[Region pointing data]
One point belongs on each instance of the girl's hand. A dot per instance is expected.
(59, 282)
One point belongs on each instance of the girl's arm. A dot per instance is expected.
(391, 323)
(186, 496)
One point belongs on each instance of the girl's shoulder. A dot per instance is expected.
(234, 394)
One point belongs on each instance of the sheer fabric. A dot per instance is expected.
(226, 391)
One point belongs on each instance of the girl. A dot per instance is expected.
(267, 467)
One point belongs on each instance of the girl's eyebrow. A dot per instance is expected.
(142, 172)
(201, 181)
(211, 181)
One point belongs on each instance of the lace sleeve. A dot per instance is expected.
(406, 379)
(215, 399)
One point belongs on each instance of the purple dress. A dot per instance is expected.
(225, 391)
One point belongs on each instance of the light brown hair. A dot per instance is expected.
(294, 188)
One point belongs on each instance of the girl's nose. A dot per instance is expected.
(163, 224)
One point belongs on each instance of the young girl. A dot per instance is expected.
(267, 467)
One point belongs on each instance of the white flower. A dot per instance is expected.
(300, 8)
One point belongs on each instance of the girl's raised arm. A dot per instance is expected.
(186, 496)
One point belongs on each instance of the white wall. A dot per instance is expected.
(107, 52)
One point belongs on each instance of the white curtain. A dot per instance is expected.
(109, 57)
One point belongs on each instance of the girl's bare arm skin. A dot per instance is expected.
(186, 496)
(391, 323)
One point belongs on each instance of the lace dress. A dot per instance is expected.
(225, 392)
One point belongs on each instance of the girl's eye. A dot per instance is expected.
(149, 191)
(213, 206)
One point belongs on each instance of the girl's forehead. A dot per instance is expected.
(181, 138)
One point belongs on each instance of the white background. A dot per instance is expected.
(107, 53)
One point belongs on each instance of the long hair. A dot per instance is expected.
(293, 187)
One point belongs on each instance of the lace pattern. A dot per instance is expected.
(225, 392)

§ Your objective
Write the whole of the data out again exactly as it stands.

§ Output of the exercise
One point belongs on each instance of the girl's hand. A dot per instance is expected.
(59, 282)
One point belongs on each instance of the girl's arm. A dot per instance is expected.
(391, 323)
(186, 496)
One point belongs on each instance of the girl's shoulder. A dot per instance is expected.
(234, 394)
One point belongs on each instance of the sheer fabric. A dot per instance is expected.
(226, 391)
One point belongs on each instance of the girl. A dot per instance is expected.
(267, 467)
One point belongs on each instance of the girl's eyebrow. A dot per instance is expected.
(142, 172)
(201, 181)
(211, 181)
One point belongs on each instance of the lace sleeve. A dot per instance is expected.
(406, 379)
(215, 399)
One point belongs on each instance of the purple dress. A dot per instance is expected.
(225, 391)
One point belongs on each instance of the light brown hair. A dot per instance is expected.
(294, 188)
One point belongs on each instance of the girl's nose. A dot per instance is expected.
(163, 224)
One point belongs on each instance of the young girl. A dot per instance is expected.
(267, 467)
One point belongs on each instance of the white flower. A dot per instance is expected.
(300, 8)
One point belongs on each instance of the girl's raised arm. A dot per instance is expected.
(186, 496)
One point belongs on each instance of the white wall. A dot per instance is expected.
(107, 52)
One point belongs on each instance of the white curtain. A dot per instance is expected.
(109, 57)
One point belongs on each instance of the girl's bare arm skin. A dot per instance is expected.
(186, 496)
(391, 323)
One point belongs on each instance of the lace dress. A dot per instance is expected.
(225, 392)
One point belongs on each instance of the girl's eye. A dot per instance is expected.
(149, 191)
(213, 206)
One point belongs on each instance of the girl's forehead. A dot per instance is expected.
(181, 138)
One point belongs on each instance of the white background. A dot per instance is expected.
(107, 53)
One point belongs on each instance of the long hair. A dot per instance is expected.
(293, 187)
One point belongs on each instance of the lace pattern. A dot per instance is expected.
(225, 392)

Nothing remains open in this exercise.